## Text provided:

*** Block opens ***

Rent the Runway Aims at $21 a Share for IPO on $1.5B Valuation

Rent the Runway

Rent the Runway, a clothing-rental business, will pursue as much as a $1.5 billion valuation in its initial public offering (IPO) next week, The Wall Street Journal (WSJ) reported.

The company, founded in 2008, started a shared designer closet letting women rent single items for special events and has since grown to offer several kinds of clothes from fancy to casual. Much of its revenue is subscription-driven now, according to the report.

The company is looking to sell shares at between $18 and $21 each for a fully diluted valuation of $1.24 billion to $1.46 billion, according to a Monday (Oct. 18) filing with the Securities and Exchange Commission (SEC), per WSJ.

The targeted range is above the $1 billion the company claimed as a valuation in 2019. Since then, the pandemic has done away with much of the need for work clothes and events wear, and that has caused the company’s valuation to dwindle to around $750 million, the report stated.

*** Block closes ***

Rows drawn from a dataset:
*** Block opens ***

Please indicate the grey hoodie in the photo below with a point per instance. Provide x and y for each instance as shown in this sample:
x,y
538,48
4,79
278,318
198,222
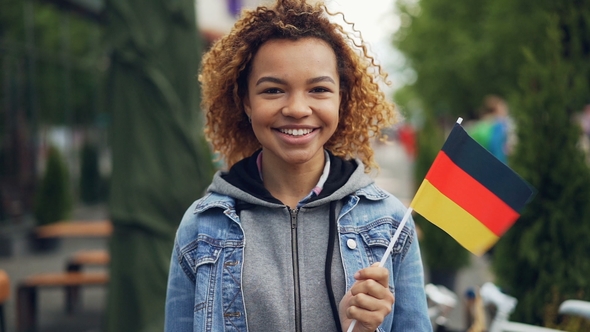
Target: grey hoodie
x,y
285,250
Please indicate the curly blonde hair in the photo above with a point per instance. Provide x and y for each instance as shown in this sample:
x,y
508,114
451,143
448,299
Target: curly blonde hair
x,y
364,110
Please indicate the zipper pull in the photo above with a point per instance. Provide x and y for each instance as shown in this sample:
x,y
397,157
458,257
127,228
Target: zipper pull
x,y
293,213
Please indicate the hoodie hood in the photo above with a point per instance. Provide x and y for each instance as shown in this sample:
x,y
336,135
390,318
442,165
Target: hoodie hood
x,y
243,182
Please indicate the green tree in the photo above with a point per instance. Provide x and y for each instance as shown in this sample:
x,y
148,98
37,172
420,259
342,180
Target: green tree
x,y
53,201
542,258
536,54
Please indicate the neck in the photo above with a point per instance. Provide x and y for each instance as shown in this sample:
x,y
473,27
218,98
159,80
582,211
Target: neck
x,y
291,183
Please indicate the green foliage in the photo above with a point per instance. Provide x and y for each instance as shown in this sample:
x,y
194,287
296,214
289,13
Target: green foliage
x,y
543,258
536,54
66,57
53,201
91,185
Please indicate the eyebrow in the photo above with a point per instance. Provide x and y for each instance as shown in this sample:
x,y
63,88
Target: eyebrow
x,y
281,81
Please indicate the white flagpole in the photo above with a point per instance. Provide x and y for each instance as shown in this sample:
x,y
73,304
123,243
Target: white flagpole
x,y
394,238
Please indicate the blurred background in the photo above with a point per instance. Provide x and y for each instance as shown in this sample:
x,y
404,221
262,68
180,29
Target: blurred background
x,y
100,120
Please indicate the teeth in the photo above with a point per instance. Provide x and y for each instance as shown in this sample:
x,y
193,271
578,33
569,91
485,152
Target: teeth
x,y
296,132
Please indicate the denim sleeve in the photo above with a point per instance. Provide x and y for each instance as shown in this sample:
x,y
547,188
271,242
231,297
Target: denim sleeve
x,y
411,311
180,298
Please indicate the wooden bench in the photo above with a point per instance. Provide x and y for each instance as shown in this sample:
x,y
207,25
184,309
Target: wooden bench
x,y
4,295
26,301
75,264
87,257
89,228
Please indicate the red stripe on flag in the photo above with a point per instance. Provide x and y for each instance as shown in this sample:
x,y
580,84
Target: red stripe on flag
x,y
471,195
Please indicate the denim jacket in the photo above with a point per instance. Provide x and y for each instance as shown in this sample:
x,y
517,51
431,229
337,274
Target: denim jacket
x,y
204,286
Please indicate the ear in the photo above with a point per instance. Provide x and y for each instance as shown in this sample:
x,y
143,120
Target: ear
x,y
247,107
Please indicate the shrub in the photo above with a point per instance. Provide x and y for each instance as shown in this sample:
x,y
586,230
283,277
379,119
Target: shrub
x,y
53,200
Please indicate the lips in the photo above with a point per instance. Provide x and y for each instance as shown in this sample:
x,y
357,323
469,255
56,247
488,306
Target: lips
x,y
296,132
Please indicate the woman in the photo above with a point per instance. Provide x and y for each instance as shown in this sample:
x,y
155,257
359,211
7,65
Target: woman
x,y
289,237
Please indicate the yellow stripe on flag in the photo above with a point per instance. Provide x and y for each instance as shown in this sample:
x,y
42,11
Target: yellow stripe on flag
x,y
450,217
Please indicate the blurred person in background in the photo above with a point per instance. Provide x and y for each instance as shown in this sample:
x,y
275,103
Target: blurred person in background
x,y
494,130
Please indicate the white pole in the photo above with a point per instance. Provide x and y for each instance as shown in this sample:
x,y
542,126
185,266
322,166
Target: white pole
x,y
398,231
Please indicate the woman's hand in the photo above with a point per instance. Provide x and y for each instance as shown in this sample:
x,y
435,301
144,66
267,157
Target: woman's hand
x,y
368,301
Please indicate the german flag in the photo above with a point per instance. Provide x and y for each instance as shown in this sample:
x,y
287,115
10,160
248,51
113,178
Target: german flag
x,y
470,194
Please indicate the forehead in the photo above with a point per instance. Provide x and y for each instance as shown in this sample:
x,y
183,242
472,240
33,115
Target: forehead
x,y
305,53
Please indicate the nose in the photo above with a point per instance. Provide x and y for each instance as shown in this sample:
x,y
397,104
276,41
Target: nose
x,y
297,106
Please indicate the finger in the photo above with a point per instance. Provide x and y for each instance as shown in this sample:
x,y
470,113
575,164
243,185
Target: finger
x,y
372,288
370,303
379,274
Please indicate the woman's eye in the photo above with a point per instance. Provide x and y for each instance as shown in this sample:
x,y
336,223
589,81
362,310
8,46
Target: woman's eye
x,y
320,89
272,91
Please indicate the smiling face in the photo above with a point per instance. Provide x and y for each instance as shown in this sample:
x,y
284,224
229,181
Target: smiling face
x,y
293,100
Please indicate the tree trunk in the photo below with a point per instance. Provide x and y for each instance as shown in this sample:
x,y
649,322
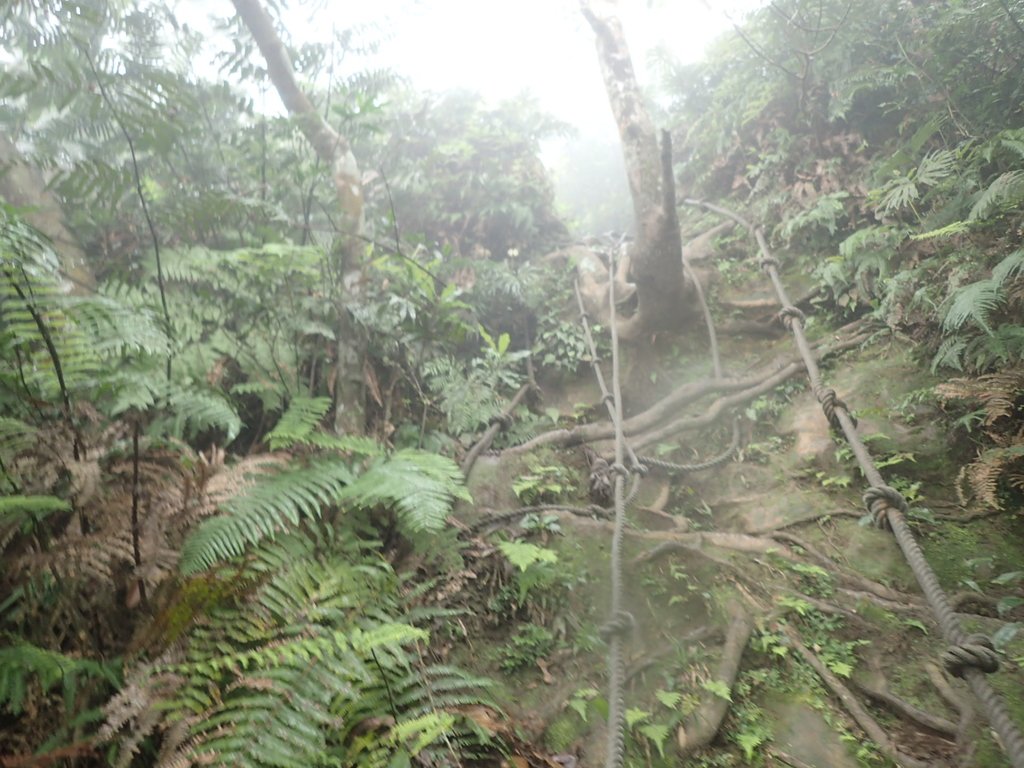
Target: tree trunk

*** Block closes ***

## Apply what you read:
**1.** In what year was Rent the Runway founded, according to the Rent the Runway article?
**2.** Decide whether each statement agrees with the Rent the Runway article, answering yes or no and quoting the deciding words: (a) The company plans to sell shares at between $18 and $21 each. (b) The company claimed a $2 billion valuation in 2019. (c) The filing with the Securities and Exchange Commission was made on a Friday.
**3.** Write out everything in the Rent the Runway article from "Rent the Runway Aims" down to "to the report.", putting "formal occasions" in place of "special events".
These rows have no connection to the Rent the Runway article.

## Task solutions:
**1.** 2008

**2.**
(a) Yes: "The company is looking to sell shares at between $18 and $21 each"
(b) No: "the $1 billion the company claimed as a valuation in 2019"
(c) No: "a Monday (Oct. 18) filing with the Securities and Exchange Commission (SEC)"

**3.**
Rent the Runway Aims at $21 a Share for IPO on $1.5B Valuation

Rent the Runway

Rent the Runway, a clothing-rental business, will pursue as much as a $1.5 billion valuation in its initial public offering (IPO) next week, The Wall Street Journal (WSJ) reported.

The company, founded in 2008, started a shared designer closet letting women rent single items for formal occasions and has since grown to offer several kinds of clothes from fancy to casual. Much of its revenue is subscription-driven now, according to the report.